## Questions on the material
1 – From the text on reactive functional polymers, list every polymer it gives as an example of a second polymer containing reactive functionality.
2 – In the text on reactive functional polymers, take the part that opens with the words containing "In another embodiment, the reactive" and closes with "also be employed.", and write it again with "ethanol" substituted for "octanol".
3 – According to the text on reactive functional polymers, what linkage is present between the two polymers when one contains isocyanate reactive functionality and the other contains an alcohol?

As alluded to in greater detail herein, composite particles containing two or more distinct polymers, copolymers, etc. can be made in accordance with the invention, and usually encompasses forming these materials in two distinct polymerization stages utilizing, for example, conditions set forth herein.


In another embodiment, the invention may optionally further include the step of reacting the polymer containing reactive functionality with a second polymer containing reactive functionality such that the polymers containing reactive functionality crosslink, i.e., chemically crosslink. Examples of second polymers containing reactive functionality include, without limitation, ones that contain a nucleophilic functional group, such as alcohols (e.g., poly(hydroxyethyl acrylate) and poly(hydroxyethyl methacrylate)), primary and secondary amines (e.g. poly(2-aminoethyl methacrylate), poly(2-(tert-butylamino)ethyl methacrylate), and poly(2-(iso-propylamino)ethyl styrene)), and alkyl halides (e.g. poly(2-chloroethyl methacrylate). In a specific embodiment, the polymer containing reactive functionality may be applied with the second polymer containing reactive functionality to the substrate described herein such that these polymers become crosslinked. Moreover, in another embodiment, the polymer contains isocyanate reactive functionality and the second polymer contains an alcohol such that a urethane linkage is present between the two polymers. The crosslinking of the these polymers can be carried out using techniques that are known to one skilled in the art, and can be monitored by known means such as, for example, FTIR spectroscopy.


In another embodiment, the reactive functional polymer may react with a molecule containing a reactive functional group. Examples of such molecules include those containing a nucleophilic functional group such as, without limitation, an alcohol (e.g. methanol and octanol), a primary amine (e.g. ethylamine and 1-decylamine), a secondary amine (e.g. dimethylamine, diethylamine, and pyrrolidine), an alkyl halide (e.g. 1-chloropropane), and an amino acid (e.g. alanine and lysine). Other molecules that can be reacted with the reactive functional polymer, include, but are not limited to, peptides, enzymes (e.g. lipase and esterase), and proteins (e.g. insulin and bovine serum albumin). Combinations thereof can also be employed.

## Material supplied
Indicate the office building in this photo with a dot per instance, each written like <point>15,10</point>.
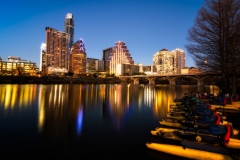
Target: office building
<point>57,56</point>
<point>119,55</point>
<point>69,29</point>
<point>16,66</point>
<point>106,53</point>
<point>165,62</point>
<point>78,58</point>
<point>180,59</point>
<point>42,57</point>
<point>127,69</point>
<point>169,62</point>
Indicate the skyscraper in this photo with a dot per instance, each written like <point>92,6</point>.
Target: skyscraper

==

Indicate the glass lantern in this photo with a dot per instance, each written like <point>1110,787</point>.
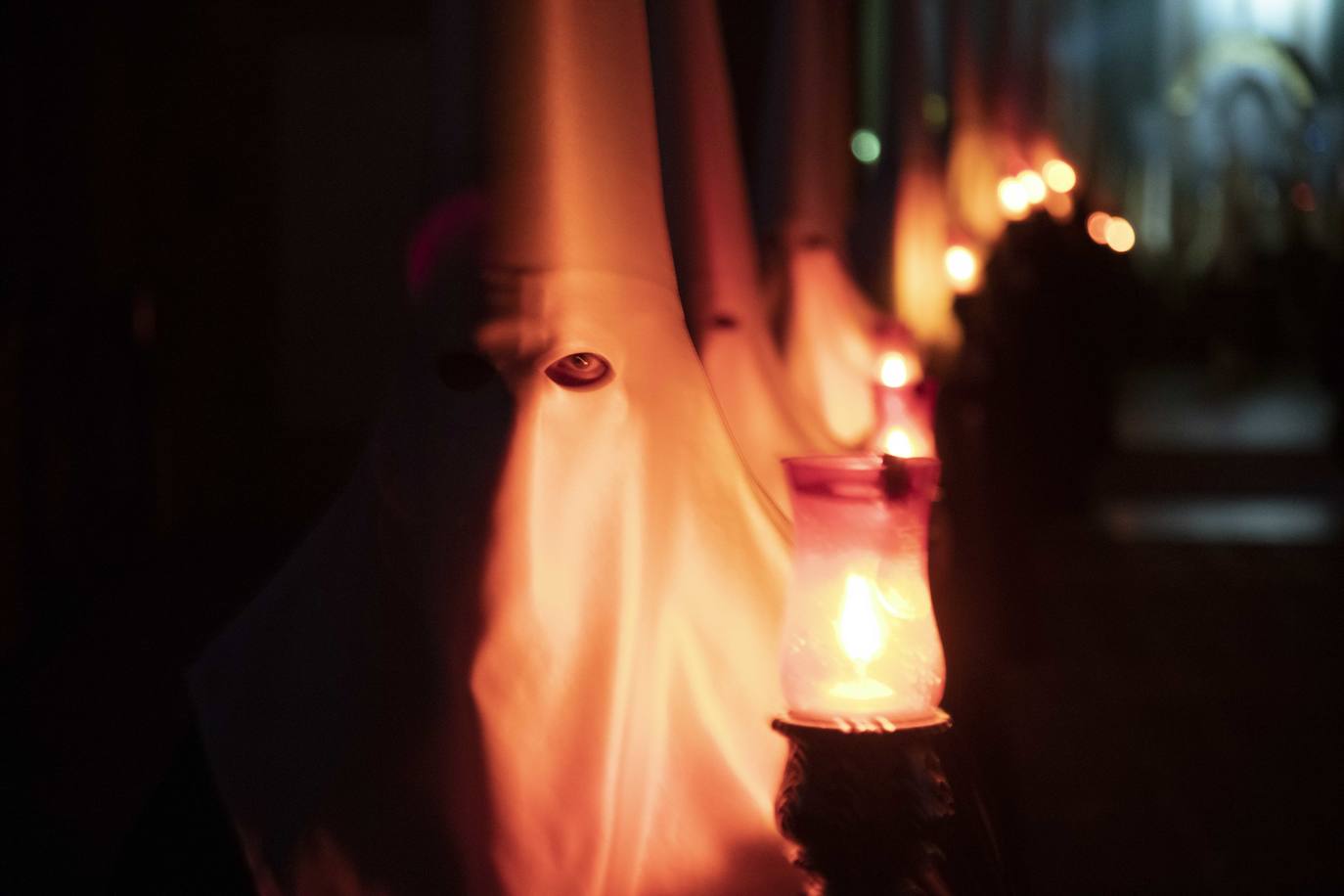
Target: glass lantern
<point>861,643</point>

...

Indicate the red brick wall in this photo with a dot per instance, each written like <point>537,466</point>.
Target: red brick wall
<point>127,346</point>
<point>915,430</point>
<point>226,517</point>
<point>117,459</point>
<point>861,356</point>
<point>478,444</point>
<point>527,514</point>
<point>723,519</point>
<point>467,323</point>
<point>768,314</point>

## Expected results
1 –
poly(hydroxyethyl acrylate)
poly(hydroxyethyl methacrylate)
poly(2-aminoethyl methacrylate)
poly(2-(tert-butylamino)ethyl methacrylate)
poly(2-(iso-propylamino)ethyl styrene)
poly(2-chloroethyl methacrylate)

2 –
In another embodiment, the reactive functional polymer may react with a molecule containing a reactive functional group. Examples of such molecules include those containing a nucleophilic functional group such as, without limitation, an alcohol (e.g. methanol and ethanol), a primary amine (e.g. ethylamine and 1-decylamine), a secondary amine (e.g. dimethylamine, diethylamine, and pyrrolidine), an alkyl halide (e.g. 1-chloropropane), and an amino acid (e.g. alanine and lysine). Other molecules that can be reacted with the reactive functional polymer, include, but are not limited to, peptides, enzymes (e.g. lipase and esterase), and proteins (e.g. insulin and bovine serum albumin). Combinations thereof can also be employed.

3 – A urethane linkage.